* [Short task]
Turn each line of the data below into an entry in a numbered list, skipping any blank lines. Leave the pictures out.

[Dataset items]
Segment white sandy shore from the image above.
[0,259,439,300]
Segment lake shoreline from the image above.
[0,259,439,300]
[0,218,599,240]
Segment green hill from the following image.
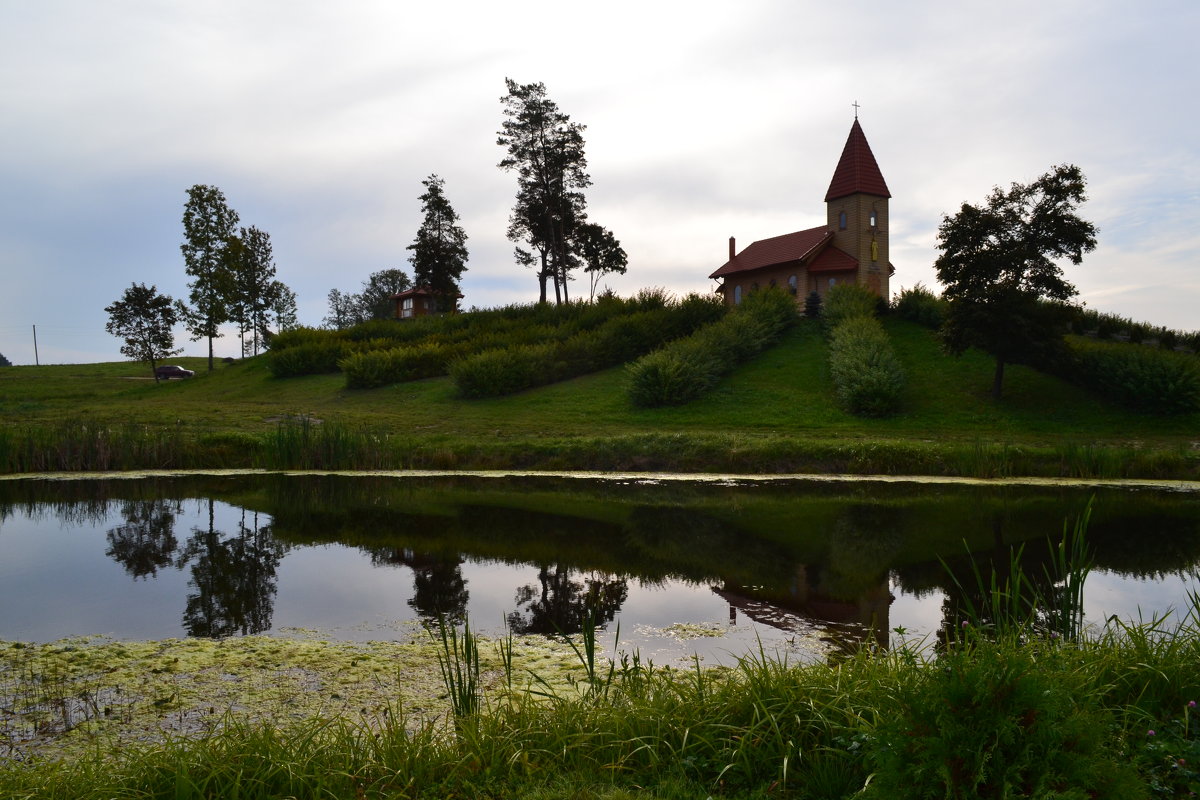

* [Answer below]
1. Segment white sandy shore from the image above.
2. [0,259,439,300]
3. Segment lake shoreline from the image above.
4. [0,259,439,300]
5. [0,218,599,240]
6. Segment green hill from the following image.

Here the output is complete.